İstek:
Aşağıdaki kayıtlarda "woman" sözcüğünün geçtiği satırların hepsini topla.

Alıştırma girdisi:
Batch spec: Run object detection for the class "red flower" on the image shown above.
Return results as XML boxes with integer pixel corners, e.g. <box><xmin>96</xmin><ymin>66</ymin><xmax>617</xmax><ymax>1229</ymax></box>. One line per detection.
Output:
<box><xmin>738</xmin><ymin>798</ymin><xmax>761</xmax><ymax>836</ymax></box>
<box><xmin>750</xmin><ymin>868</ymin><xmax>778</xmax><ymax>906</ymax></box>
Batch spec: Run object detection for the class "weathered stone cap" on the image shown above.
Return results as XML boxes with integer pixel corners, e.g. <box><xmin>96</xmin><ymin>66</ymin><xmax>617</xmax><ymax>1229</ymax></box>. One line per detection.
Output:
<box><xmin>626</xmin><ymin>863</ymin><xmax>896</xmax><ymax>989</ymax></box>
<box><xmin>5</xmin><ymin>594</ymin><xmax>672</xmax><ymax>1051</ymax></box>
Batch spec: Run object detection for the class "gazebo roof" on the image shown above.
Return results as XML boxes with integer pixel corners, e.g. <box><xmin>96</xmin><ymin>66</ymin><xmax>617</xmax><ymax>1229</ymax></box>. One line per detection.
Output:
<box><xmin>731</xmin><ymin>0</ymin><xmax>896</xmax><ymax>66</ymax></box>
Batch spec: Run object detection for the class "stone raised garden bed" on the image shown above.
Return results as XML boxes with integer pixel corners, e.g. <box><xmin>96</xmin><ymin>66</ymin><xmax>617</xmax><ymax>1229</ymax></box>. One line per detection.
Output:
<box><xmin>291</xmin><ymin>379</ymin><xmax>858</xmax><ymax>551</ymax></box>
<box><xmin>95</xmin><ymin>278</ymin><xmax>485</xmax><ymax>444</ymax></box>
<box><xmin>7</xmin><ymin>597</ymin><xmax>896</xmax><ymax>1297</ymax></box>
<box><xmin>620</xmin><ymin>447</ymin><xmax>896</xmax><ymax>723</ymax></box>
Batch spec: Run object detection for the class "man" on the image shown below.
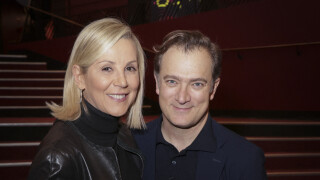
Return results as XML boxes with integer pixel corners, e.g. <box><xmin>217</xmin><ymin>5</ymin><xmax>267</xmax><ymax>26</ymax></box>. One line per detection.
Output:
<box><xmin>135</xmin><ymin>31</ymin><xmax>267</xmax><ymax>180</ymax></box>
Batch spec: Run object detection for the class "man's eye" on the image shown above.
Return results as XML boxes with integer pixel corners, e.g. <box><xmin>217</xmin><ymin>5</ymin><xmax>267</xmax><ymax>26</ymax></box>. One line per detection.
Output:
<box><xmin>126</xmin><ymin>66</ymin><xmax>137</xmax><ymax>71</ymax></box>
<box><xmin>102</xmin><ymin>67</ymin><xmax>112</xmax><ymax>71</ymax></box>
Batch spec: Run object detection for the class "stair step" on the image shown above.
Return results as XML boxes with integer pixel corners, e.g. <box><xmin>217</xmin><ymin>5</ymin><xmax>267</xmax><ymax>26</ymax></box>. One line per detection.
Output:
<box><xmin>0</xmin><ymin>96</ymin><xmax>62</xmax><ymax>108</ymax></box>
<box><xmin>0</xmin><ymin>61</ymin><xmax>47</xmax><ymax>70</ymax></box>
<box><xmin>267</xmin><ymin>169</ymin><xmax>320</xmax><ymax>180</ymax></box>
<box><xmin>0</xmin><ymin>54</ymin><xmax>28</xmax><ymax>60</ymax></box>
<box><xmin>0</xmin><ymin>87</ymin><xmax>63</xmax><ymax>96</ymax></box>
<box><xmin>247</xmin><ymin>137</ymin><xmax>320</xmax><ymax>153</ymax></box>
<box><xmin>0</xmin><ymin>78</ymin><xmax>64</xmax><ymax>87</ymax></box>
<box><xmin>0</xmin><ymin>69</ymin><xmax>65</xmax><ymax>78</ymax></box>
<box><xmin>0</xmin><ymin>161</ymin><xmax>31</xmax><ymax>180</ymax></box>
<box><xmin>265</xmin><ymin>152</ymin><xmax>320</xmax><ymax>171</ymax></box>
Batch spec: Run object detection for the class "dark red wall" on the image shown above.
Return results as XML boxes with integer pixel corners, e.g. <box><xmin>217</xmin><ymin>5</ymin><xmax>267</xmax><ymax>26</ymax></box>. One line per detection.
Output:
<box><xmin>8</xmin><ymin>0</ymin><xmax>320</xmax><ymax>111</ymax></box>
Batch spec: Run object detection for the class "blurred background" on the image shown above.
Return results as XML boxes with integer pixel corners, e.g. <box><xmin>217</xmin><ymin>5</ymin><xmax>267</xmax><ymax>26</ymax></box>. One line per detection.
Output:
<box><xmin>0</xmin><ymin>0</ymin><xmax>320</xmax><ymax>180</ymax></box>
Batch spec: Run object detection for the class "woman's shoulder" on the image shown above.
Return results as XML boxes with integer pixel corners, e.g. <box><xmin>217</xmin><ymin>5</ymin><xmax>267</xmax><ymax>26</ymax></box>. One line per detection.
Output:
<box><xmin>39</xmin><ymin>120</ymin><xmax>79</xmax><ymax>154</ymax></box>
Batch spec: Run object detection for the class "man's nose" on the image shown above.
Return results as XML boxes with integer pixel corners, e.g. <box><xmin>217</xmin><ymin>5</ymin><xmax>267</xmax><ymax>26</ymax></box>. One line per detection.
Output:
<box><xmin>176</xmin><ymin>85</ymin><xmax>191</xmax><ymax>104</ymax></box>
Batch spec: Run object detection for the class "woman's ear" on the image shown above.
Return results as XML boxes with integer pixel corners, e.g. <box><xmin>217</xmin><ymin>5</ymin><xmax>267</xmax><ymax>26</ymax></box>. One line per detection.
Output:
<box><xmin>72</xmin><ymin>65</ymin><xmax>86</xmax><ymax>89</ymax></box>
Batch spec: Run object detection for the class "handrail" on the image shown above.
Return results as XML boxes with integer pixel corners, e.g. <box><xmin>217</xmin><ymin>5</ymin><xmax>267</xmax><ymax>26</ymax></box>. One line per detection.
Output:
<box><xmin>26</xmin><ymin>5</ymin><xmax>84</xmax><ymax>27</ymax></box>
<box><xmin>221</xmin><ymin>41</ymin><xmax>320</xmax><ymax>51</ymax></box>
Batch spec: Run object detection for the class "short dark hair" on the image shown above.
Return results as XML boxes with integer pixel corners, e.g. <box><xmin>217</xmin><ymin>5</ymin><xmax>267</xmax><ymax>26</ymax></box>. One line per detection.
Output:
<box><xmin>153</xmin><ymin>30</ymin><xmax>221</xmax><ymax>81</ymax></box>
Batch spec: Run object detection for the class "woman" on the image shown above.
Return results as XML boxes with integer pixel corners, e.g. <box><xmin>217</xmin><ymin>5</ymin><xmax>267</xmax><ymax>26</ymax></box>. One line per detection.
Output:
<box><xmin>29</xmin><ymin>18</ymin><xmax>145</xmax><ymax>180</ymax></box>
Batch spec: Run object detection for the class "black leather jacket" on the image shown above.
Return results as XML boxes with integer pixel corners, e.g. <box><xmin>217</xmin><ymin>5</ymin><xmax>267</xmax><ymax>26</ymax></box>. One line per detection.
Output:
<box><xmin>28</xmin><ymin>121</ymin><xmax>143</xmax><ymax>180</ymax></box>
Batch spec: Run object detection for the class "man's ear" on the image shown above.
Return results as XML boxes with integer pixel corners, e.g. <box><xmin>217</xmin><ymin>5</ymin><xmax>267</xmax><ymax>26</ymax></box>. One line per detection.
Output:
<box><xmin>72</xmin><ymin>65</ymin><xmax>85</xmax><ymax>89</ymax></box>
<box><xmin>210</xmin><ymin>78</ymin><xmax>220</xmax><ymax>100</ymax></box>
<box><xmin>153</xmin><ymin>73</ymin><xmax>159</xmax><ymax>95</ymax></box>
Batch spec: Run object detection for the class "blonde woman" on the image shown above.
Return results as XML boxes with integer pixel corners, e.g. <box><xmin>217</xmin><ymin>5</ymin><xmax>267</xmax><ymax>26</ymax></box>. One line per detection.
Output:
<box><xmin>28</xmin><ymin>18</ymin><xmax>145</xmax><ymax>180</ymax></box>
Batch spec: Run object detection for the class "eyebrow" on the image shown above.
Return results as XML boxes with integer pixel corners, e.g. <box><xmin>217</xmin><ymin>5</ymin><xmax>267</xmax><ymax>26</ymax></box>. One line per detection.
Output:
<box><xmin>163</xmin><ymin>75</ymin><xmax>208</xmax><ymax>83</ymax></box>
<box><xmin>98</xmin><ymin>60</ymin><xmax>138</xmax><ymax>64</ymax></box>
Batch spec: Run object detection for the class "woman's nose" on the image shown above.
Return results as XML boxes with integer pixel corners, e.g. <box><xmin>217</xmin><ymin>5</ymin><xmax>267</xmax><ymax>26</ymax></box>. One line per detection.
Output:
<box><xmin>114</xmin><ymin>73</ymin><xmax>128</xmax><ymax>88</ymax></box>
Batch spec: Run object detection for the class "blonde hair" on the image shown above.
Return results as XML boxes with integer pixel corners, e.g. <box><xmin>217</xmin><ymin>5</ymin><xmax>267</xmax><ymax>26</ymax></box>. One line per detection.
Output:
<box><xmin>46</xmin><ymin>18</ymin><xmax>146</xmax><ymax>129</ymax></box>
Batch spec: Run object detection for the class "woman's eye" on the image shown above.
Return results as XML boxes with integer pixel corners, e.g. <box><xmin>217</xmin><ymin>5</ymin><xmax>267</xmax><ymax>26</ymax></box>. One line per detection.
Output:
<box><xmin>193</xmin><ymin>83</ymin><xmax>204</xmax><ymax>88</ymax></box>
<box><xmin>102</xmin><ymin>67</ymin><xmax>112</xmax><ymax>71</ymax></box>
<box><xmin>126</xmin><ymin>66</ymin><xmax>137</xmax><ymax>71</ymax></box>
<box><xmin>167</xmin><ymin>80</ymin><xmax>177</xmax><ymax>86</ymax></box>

Yanıt:
Batch spec: Run object detection for the class "woman's shoulder" on the image shown above.
Batch spec: Run object detection for the class "woman's ear" on the image shown above.
Batch spec: Run object detection for the class "woman" on the image shown above.
Batch spec: Run object detection for the class "blonde woman" on the image shown above.
Batch spec: Run object detection for the class "woman's nose" on the image shown above.
Batch spec: Run object detection for the class "woman's eye" on the image shown above.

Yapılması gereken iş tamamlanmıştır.